◆ **What you need to do**
Could you render the lines below as a numbered list, skipping any blank lines?

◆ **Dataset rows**
━━━━━━
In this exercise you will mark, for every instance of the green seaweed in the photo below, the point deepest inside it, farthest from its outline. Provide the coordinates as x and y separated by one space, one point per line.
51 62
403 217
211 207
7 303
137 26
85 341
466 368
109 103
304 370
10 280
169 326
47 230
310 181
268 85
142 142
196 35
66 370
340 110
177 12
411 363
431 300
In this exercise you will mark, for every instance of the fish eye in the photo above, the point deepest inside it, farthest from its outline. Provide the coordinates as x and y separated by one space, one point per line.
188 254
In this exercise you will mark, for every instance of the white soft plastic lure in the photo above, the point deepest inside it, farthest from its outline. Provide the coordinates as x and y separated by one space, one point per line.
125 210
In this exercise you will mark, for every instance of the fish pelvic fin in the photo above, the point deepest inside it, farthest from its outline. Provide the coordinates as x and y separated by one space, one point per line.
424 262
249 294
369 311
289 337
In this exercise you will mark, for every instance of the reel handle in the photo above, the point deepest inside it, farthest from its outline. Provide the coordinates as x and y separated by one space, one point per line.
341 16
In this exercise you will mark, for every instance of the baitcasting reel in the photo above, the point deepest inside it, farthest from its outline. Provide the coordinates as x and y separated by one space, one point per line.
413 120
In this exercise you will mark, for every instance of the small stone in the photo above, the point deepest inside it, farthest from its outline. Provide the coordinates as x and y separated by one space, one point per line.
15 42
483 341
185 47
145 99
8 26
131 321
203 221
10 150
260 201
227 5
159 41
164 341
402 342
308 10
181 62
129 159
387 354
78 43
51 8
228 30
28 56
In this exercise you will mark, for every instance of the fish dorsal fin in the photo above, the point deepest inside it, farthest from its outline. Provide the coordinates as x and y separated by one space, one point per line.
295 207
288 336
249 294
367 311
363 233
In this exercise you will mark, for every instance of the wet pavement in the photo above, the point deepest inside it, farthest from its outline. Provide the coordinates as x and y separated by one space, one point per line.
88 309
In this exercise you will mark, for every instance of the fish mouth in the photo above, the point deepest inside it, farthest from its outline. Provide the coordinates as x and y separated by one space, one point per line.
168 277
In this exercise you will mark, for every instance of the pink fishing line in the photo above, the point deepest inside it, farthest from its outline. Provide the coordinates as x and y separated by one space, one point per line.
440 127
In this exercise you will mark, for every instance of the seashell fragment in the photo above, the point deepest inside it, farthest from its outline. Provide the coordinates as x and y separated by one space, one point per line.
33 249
━━━━━━
◆ **Solution to the exercise**
1. In this exercise you will mark, for every instance of the green seaweed in the photo below, the point deepest inside it, farthest from its outline. Provide the coordinates as x and y separated by one space, one point per line.
2. 51 62
3. 403 217
4. 211 207
5. 7 303
6. 137 26
7. 85 341
8. 466 368
9. 109 103
10. 304 370
11. 10 280
12. 169 326
13. 47 230
14. 310 181
15. 268 85
16. 142 142
17. 196 35
18. 66 370
19. 340 110
20. 177 12
21. 411 363
22. 431 300
23. In this exercise you will mark, for every instance of the fish eye in the photo above, the point deepest inside it, farthest from its outline. Provide the coordinates as x and y separated by one space, one point per line.
24. 188 254
25. In this exercise you will mark, for every instance of the white soft plastic lure in the photo above, the point deepest inside it, farthest from its outline. Provide the coordinates as x and y separated by one space, one point per line.
26. 125 210
27. In this exercise you will mark, for every instance of the fish pelvic fin in the photo above, the point deepest inside it, farthest from its outline. Provide the coordinates as x and y separated by one space, one point per line.
28. 424 262
29. 249 294
30. 369 311
31. 289 337
32. In this exercise you will mark, for every instance of the reel handle in the photo above, the point deepest inside it, farthest from its outline. Provide the coordinates as x and y separated by one space, one point per line.
33. 341 16
34. In this exercise you will mark, for every instance of the baitcasting reel in the photo above, the point deepest inside it, farthest from its outline. Provide the coordinates as x and y separated by one space, one point per line.
35. 413 120
36. In this exercise you will mark, for every instance of the small stone in the photo above, the point deepest inside it, farthest from its outline. Provide the coordinates as x and y separated by one space, one point per line.
37. 15 42
38. 483 341
39. 185 47
40. 145 99
41. 8 26
42. 131 321
43. 203 221
44. 10 150
45. 260 201
46. 227 5
47. 159 41
48. 164 341
49. 402 342
50. 308 10
51. 181 62
52. 129 159
53. 387 354
54. 78 43
55. 51 8
56. 228 30
57. 28 56
58. In this exercise you will mark, for every instance of the fish dorsal fin in the photo above, the point deepest inside it, farthest from its outline. Provide the coordinates as x and y separated by one space, one point per line.
59. 295 207
60. 288 336
61. 249 294
62. 367 311
63. 363 233
64. In this exercise you will mark, for every instance of the wet pavement in the photo above, the point deepest inside it, farthest from its outline. Provide the coordinates as x and y separated by one space, one point per line.
65. 88 309
66. In this exercise you will mark, for every instance of the fish mouth in the photo above, the point deepest inside it, farthest from its outline. Provide the coordinates as x and y separated by one space, one point per line.
67. 168 277
68. In this exercise you will mark, for every instance of the pink fishing line in the photo above, the point deepest inside it, farthest from its outline. Provide the coordinates as x and y separated by one space, one point per line.
69. 440 127
70. In this exercise you will mark, for every instance of the seashell fragment in the photo above, the point deepest inside it, farthest from its outline. Provide the coordinates as x and y separated by one space, one point per line.
71. 33 249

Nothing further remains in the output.